» Provided text:
☆ ☆ ☆

Twitter banished the worst QAnon accounts. But more than 93,000 remain on the site, research shows
In its broad strokes, these findings do not deviate significantly from Twitter’s public portrayals of the effects of its move against QAnon, which came after more than 2 ½ years of mounting evidence about the hateful, violent nature of the conspiracy theory and its penchant for sparking real-world crimes. The House of Representatives voted Friday to condemn QAnon.
Twitter has said it sought to eliminate accounts committing violations against its rules on harassment, hate speech and incitement to violence but also wanted to allow QAnon supporters to continue operating on the platform — albeit with new restrictions — so long as they followed platform policies. Overall, the company says its action caused discussion of the conspiracy theory to fall by more than half.
The researchers, however, found troubling evidence that Twitter has not yet done enough and that the conspiracy theory continues to “persist and expand” on the site, said Daniel J. Jones, a former FBI analyst and Senate investigator who lead the review of the CIA’s torture program, now president of Advance Democracy.

☆ ☆ ☆

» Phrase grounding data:
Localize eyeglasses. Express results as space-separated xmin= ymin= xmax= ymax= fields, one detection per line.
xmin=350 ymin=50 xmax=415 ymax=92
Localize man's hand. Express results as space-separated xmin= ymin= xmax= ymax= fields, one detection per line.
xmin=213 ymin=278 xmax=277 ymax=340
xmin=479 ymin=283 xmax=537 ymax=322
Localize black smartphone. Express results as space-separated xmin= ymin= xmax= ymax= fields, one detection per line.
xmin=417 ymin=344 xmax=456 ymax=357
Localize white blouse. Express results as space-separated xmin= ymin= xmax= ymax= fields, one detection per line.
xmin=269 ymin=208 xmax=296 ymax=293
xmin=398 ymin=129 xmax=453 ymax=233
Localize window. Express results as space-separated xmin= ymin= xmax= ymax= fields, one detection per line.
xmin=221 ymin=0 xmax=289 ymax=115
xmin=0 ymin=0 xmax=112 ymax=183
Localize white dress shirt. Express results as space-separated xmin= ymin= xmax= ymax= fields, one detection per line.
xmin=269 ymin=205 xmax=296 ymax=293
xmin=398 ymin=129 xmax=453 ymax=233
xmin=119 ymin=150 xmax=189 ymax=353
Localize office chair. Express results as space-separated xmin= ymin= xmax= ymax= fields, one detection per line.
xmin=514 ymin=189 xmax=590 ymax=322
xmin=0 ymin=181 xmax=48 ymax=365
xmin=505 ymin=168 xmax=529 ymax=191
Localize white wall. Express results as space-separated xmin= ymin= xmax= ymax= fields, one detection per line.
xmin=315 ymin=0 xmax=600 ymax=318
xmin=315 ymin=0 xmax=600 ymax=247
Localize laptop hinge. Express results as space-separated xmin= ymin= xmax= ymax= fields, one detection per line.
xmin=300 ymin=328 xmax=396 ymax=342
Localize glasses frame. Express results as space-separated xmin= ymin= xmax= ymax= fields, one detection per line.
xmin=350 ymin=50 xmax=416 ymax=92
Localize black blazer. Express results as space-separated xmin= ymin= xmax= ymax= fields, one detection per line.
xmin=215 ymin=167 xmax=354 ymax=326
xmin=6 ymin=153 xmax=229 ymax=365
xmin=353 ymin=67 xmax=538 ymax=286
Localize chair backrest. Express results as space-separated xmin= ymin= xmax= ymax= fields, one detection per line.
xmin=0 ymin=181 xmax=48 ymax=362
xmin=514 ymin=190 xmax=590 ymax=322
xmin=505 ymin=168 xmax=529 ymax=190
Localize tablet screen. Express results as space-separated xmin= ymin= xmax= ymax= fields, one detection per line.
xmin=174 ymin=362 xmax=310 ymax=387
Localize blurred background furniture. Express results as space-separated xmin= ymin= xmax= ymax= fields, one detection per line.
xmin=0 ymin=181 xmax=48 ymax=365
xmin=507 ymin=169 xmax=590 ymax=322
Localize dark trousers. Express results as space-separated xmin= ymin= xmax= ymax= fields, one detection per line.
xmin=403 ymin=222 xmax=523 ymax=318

☆ ☆ ☆

» Task instructions:
[1] In the article about QAnon accounts on Twitter, by how much does the company say its action reduced discussion of the conspiracy theory?
[2] Please pick up the article about QAnon accounts on Twitter from the point where it stops.
Nothing in the rows is needed here.

» Answers by item:
[1] By more than half.

[2]
Some of the surviving accounts have more than 100,000 followers each and have worked to co-opt hashtags not previously affiliated with the movement, including #savethechildren and #inittogether, which started as a call for unity in facing the coronavirus pandemic before being adopted by QAnon supporters, the report found. Followers of the conspiracy theory have consistently downplayed the public health crisis and spread disinformation about its origins, potential remedies and the likely safety risks of a future vaccine against it.
“The QAnon ideology undermines trust in public institutions and sows societal divisions through hate speech and the spread of unfounded conspiracy theories,” said Jones. “Addressing this threat is going to require more robust action by the social media platforms, but more importantly, it’s going to require that those elected officials sitting silently on the sidelines stand up and address this threat to our democracy.”
Twitter announced “a strong enforcement action” on July 21, citing “behavior that has the potential to lead to offline harm.” Sanctions included the removal of the 7,000 accounts and efforts to restrict the amplification of 150,000 others active in spreading QAnon content, by preventing the accounts from appearing in recommendations or the “trending” module that can bring such content to wider audiences. Facebook, YouTube and Reddit also have acted against QAnon.
“We aim to be iterative and transparent in our approach, and we recognize we cannot review every Tweet containing a falsehood,” said Twitter spokeswoman Lauren Alexander. “That’s why, under this expansive framework, we noted that we will prioritize the removal of content that has the greatest potential for harm.”
Independent researchers have said the enforcement actions by the mainstream platform came late but at least curbed the spread of QAnon content to new users.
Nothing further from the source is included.